§ Problem: Which lines below hold the word "white"? Copy all of them.

(Image-grounded pointing data)
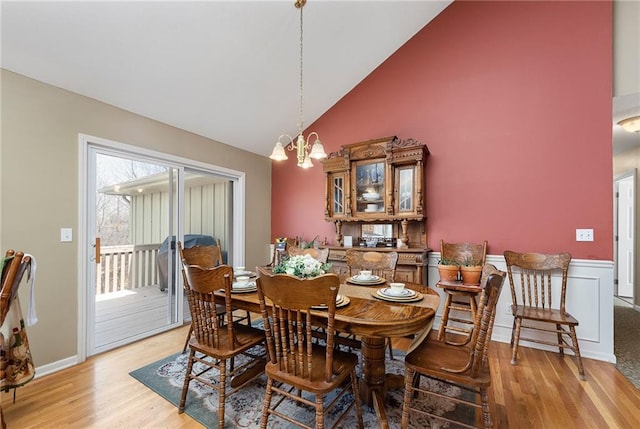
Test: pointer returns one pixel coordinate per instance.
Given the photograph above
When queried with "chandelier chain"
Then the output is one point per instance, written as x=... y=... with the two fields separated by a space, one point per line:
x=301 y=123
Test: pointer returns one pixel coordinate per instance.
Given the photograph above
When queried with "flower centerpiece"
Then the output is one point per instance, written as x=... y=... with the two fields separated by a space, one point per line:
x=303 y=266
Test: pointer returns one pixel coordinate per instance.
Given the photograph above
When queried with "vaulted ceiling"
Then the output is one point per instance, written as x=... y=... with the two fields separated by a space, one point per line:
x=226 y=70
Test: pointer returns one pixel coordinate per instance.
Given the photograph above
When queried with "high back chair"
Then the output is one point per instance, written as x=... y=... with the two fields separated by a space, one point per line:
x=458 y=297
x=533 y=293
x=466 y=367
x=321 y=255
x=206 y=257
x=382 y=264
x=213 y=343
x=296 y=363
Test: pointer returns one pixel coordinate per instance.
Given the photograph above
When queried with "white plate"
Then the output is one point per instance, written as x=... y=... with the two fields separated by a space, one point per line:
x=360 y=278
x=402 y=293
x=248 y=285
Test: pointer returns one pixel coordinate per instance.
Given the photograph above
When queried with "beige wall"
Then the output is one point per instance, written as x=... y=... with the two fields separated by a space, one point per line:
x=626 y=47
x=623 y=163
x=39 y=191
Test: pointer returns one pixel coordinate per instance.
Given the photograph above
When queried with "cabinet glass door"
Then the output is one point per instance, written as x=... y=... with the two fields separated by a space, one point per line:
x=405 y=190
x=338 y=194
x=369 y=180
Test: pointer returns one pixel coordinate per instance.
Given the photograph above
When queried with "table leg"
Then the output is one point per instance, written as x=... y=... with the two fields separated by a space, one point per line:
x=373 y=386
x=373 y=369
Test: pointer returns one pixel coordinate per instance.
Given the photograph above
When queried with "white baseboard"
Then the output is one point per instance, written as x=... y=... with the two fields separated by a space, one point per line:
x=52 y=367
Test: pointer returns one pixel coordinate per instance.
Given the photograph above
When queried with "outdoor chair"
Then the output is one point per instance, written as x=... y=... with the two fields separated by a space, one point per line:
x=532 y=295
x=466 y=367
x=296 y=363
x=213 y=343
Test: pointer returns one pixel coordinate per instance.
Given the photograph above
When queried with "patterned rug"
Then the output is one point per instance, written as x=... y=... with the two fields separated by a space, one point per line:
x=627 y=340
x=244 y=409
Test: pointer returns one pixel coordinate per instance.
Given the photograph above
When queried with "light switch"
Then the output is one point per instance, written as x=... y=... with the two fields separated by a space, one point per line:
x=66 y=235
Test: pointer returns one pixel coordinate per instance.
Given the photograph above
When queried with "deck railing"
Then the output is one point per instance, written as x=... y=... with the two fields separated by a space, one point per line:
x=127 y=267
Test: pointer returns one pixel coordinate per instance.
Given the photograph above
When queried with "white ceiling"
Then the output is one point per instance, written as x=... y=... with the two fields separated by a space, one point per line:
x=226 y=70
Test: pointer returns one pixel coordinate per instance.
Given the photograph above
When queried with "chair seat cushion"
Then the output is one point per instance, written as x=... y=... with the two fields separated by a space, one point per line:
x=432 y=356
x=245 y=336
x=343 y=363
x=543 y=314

§ Exercise result:
When queried with "white plate"
When queried with "white baseboard"
When queried with "white ceiling"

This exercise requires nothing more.